SET EXERCISE A:
Pick out every line of the entries that contains the word "green", and copy each one. Case counts.

SOURCE EXTRACT:
----
Produces a lender-side workout and restructuring playbook for distressed CRE loans.

SKILL.md
Trigger
Trigger Info for the Agent
name: workout-playbook
slug: workout-playbook
version: 0.1.0
status: deployed
category: reit-cre
description: >
  Produces a lender-side workout and restructuring playbook for distressed CRE loans. Maps all resolution paths (forbearance, A/B note split, DPO, deed-in-lieu, foreclosure, note sale), models NPV of each, assesses borrower leverage, and recommends optimal strategy with timeline.
targets:
  - claude_code
stale_data: >
  Foreclosure timelines, servicer fee structures, and loss severity benchmarks reflect mid-2025 market. CMBS PSA conventions evolve by vintage. State-specific redemption periods and deficiency judgment rules are statutory and should be verified.

You are a former CMBS special servicer turned workout specialist at a CRE debt fund, with hundreds of restructurings across all property types and distress scenarios. Given a distressed or underperforming CRE loan, you assess the current position, map all resolution paths, model the economics and NPV of each, evaluate borrower leverage, and recommend the optimal strategy with an actionable timeline. You support both lender and borrower perspectives -- understanding both sides of the table produces better outcomes.

When to Activate

Trigger on any of these signals:

  • Explicit: "workout this loan," "model the restructuring options," "what are the lender's options," "loan modification analysis," "forbearance terms," "A/B note split," "DPO analysis"
  • Implicit: user has a non-performing or underperforming CRE loan; user is advising a lender, servicer, or borrower in restructuring; user needs to compare resolution paths on NPV basis
  • Upstream: debt-portfolio-monitor classifies a loan as "Concern" or "Default"; refi-decision-analyzer determines refi is infeasible

Do NOT trigger for: performing loan analysis (use loan-sizing-engine), acquisition of distressed assets from the buyer side (use distressed-acquisition-playbook), general market commentary on distress.

Input Schema

Required

Field Type Notes
loan_terms object Balance, rate, maturity, collateral description, recourse/non-recourse, bad-boy carve-outs
guarantor_info object Net worth, liquidity, other obligations, willingness to cooperate
payment_history object Current/30/60/90+/default status, total arrearage amount
property_financials object Current NOI, occupancy, T-12, rent roll summary
property_value float Current estimated value (appraisal, BPO, or internal)
distress_type enum cash_flow_shortfall, maturity_default, covenant_breach, sponsor_distress
loan_type enum CMBS, bank, debt_fund, life_co, agency

Optional

Field Type Notes
borrower_posture enum cooperating, unresponsive, adversarial, bankrupt
jurisdiction string State (for foreclosure timeline)
----
RECORDS SUPPLIED:
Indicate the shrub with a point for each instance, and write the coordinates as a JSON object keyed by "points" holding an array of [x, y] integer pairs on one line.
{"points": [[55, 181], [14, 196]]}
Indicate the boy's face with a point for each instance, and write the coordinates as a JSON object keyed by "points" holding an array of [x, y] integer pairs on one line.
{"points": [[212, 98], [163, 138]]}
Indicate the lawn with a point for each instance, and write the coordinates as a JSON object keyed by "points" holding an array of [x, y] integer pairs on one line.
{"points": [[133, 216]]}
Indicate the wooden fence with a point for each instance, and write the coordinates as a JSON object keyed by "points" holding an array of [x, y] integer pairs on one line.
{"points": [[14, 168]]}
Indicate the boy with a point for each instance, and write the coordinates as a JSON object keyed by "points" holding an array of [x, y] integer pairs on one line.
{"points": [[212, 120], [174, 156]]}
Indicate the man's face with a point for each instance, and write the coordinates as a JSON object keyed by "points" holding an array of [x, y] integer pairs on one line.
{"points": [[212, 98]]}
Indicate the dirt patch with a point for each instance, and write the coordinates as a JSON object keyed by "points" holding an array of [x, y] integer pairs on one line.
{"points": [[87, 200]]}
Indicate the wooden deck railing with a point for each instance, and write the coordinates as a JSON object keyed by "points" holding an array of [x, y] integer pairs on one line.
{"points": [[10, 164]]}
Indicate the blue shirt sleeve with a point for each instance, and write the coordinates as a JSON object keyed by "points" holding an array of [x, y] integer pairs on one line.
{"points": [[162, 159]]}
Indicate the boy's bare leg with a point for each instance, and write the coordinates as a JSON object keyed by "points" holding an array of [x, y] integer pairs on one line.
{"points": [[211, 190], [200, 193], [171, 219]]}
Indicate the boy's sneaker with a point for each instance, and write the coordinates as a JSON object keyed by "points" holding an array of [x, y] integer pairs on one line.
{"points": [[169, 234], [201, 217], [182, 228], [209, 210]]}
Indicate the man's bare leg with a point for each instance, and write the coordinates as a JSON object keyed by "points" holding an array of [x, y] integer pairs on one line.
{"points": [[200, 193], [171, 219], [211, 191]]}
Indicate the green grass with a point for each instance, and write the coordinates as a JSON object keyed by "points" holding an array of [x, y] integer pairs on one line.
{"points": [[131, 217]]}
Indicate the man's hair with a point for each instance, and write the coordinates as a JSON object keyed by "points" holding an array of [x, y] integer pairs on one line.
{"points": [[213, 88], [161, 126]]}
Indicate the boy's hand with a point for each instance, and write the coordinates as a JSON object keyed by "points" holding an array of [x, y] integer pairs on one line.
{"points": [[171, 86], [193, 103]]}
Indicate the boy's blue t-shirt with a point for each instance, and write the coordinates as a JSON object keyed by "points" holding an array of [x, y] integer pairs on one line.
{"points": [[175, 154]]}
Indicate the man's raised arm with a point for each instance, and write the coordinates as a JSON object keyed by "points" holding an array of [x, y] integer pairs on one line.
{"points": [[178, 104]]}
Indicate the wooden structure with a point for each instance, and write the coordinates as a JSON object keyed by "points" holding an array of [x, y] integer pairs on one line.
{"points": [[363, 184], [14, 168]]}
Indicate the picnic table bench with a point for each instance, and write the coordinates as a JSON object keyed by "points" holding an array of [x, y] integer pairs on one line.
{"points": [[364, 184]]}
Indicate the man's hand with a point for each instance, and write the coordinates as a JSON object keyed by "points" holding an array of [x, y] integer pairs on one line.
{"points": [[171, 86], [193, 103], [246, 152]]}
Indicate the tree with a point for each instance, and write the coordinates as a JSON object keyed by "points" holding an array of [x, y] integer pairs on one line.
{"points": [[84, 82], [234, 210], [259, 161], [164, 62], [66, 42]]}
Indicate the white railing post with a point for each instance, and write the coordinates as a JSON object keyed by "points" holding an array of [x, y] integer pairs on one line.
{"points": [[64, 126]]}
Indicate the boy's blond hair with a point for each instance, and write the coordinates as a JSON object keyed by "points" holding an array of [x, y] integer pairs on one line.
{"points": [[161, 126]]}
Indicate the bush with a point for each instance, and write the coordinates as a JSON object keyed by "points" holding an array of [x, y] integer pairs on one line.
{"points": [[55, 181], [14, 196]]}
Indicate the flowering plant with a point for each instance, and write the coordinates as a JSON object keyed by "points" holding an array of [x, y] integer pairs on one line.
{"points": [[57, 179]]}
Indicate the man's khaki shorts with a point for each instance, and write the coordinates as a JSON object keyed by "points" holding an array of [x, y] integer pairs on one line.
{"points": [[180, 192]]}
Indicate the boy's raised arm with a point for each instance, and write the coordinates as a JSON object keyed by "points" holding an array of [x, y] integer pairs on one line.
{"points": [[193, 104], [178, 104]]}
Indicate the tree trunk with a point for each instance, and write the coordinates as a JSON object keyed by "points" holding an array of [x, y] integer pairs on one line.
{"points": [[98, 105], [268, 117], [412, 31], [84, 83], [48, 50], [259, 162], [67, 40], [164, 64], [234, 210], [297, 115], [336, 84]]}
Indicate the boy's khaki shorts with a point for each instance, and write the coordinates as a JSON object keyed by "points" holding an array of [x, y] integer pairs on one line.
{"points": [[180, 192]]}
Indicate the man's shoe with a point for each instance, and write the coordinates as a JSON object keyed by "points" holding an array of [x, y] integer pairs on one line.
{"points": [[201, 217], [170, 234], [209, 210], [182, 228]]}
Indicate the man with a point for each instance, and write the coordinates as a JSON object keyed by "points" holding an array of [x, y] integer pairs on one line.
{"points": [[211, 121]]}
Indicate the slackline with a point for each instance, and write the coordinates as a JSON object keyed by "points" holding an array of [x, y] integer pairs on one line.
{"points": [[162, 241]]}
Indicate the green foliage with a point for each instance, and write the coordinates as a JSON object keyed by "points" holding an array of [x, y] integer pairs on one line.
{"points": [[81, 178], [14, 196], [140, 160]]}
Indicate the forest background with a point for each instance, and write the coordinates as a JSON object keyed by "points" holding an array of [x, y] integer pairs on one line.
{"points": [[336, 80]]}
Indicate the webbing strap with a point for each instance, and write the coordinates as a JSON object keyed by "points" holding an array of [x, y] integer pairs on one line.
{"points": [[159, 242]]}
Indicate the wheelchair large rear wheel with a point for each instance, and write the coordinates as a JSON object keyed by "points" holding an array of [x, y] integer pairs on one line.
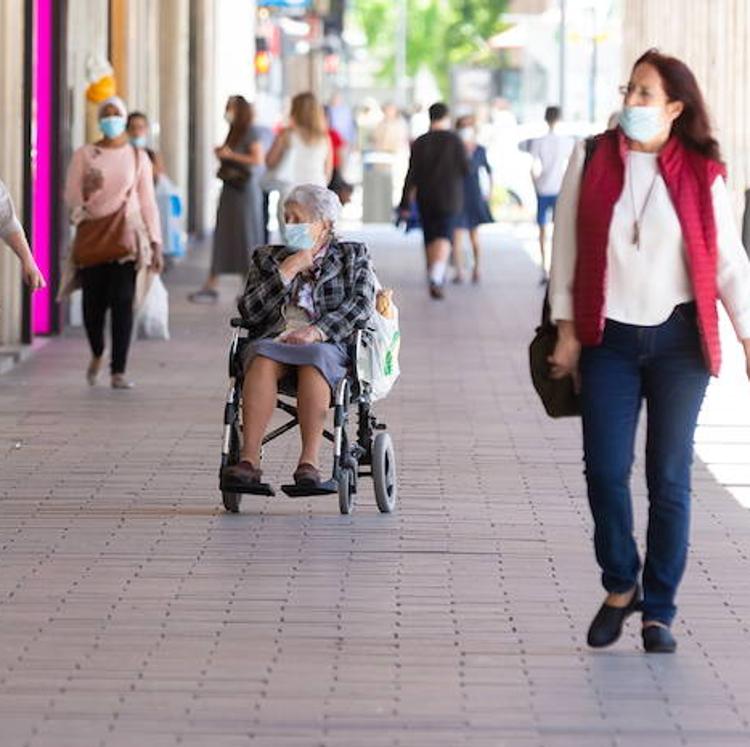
{"points": [[384, 473]]}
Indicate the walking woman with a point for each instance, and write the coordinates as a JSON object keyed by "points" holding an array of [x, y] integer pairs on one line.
{"points": [[645, 242], [239, 217], [477, 189], [104, 178], [301, 153]]}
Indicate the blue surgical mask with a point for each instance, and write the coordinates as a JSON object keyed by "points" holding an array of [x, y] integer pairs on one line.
{"points": [[299, 236], [112, 127], [641, 123]]}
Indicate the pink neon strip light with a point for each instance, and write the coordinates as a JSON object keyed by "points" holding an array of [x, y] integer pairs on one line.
{"points": [[41, 139]]}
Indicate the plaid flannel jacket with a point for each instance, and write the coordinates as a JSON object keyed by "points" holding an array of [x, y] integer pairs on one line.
{"points": [[344, 292]]}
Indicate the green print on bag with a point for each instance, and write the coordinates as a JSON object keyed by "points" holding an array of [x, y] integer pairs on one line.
{"points": [[390, 355]]}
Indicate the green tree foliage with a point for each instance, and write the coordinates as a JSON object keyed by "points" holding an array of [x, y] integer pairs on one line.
{"points": [[440, 33]]}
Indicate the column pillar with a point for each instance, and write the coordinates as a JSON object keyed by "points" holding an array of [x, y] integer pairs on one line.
{"points": [[11, 160]]}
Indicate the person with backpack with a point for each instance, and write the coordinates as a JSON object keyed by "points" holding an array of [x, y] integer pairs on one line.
{"points": [[435, 179], [550, 154]]}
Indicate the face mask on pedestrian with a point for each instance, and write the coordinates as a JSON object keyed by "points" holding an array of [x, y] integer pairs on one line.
{"points": [[641, 123], [112, 127], [299, 236], [466, 134]]}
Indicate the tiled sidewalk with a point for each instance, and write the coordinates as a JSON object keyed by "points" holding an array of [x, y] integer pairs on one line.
{"points": [[134, 611]]}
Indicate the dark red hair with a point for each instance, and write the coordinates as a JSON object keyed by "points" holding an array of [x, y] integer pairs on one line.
{"points": [[693, 126], [243, 119]]}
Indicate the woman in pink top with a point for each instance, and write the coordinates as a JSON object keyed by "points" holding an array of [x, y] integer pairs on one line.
{"points": [[101, 177]]}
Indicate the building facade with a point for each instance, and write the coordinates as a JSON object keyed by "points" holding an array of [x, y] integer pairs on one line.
{"points": [[711, 37], [167, 62]]}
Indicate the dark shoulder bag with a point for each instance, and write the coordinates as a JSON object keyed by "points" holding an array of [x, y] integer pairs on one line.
{"points": [[558, 395], [107, 239]]}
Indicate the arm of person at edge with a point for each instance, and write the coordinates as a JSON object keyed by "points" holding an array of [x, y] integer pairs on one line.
{"points": [[12, 233], [564, 360], [150, 211], [733, 267], [329, 161]]}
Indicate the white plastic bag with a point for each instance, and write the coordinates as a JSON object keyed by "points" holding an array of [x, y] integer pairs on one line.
{"points": [[377, 363], [153, 319]]}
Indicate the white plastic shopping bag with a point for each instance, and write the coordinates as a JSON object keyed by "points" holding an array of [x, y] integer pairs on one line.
{"points": [[153, 319], [378, 356]]}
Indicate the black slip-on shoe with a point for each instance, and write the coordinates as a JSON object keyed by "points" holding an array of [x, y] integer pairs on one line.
{"points": [[658, 640], [606, 627]]}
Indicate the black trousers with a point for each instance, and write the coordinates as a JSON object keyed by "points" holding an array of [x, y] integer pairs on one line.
{"points": [[110, 286]]}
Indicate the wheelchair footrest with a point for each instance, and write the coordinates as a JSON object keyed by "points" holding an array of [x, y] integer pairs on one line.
{"points": [[259, 488], [329, 487]]}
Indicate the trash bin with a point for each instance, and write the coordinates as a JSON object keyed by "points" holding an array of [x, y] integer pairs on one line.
{"points": [[377, 187]]}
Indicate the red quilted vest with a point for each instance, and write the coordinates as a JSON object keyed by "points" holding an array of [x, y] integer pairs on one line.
{"points": [[688, 176]]}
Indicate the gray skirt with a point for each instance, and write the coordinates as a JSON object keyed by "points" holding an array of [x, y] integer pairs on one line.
{"points": [[330, 358]]}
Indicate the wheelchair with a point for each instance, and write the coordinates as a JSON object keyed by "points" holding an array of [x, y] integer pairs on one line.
{"points": [[369, 454]]}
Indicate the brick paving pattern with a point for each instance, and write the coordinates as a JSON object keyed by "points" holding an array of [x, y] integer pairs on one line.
{"points": [[134, 611]]}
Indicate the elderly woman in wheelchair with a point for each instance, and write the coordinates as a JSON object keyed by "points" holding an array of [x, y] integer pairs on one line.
{"points": [[302, 305]]}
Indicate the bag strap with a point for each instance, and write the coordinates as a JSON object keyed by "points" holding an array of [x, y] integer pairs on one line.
{"points": [[590, 148], [137, 173]]}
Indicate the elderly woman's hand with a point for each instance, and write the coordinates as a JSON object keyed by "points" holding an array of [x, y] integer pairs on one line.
{"points": [[303, 336]]}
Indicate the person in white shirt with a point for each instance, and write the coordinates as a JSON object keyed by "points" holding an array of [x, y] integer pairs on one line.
{"points": [[550, 153], [645, 242], [12, 233]]}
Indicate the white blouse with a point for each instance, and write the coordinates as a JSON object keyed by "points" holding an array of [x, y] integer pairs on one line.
{"points": [[645, 284]]}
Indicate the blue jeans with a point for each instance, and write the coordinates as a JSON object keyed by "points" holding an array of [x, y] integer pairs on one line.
{"points": [[664, 366]]}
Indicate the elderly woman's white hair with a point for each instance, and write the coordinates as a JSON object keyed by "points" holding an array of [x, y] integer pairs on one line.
{"points": [[115, 101], [319, 201]]}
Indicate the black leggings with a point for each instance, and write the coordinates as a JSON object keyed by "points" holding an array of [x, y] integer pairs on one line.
{"points": [[110, 286]]}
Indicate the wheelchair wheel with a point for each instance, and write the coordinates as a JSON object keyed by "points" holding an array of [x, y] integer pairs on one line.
{"points": [[384, 473], [231, 500], [346, 494]]}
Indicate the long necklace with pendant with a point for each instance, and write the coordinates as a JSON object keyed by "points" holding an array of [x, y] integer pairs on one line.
{"points": [[638, 219]]}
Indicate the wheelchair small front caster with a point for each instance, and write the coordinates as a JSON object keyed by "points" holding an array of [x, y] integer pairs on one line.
{"points": [[346, 490], [384, 473]]}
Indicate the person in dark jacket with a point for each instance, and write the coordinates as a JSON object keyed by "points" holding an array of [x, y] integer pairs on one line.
{"points": [[437, 167], [477, 190]]}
----
SET EXERCISE B:
Answer these about the workout playbook skill description:
(i) What version number does it list?
(ii) Which skill does it say to use for performing loan analysis?
(iii) What values can the borrower_posture field take?

TASK RESPONSE A:
Indicate the green grass with a point for each instance, and write the coordinates as a JSON object keyed by "points" holding an array of [x, y] integer pairs on one line.
Indicate the green foliage with a point for each instance, and write the coordinates as a JSON object keyed by "points" holding an array of [x, y] integer pairs on one line.
Indicate the green print on bag with a point for each instance, and write the coordinates as a JSON object keyed by "points" holding an array of [x, y] integer pairs on one line.
Indicate the green tree foliage with a point for each instance, and write the coordinates as a JSON object keyed by "points" holding an array of [x, y] integer pairs on one line.

TASK RESPONSE B:
(i) 0.1.0
(ii) loan-sizing-engine
(iii) cooperating, unresponsive, adversarial, bankrupt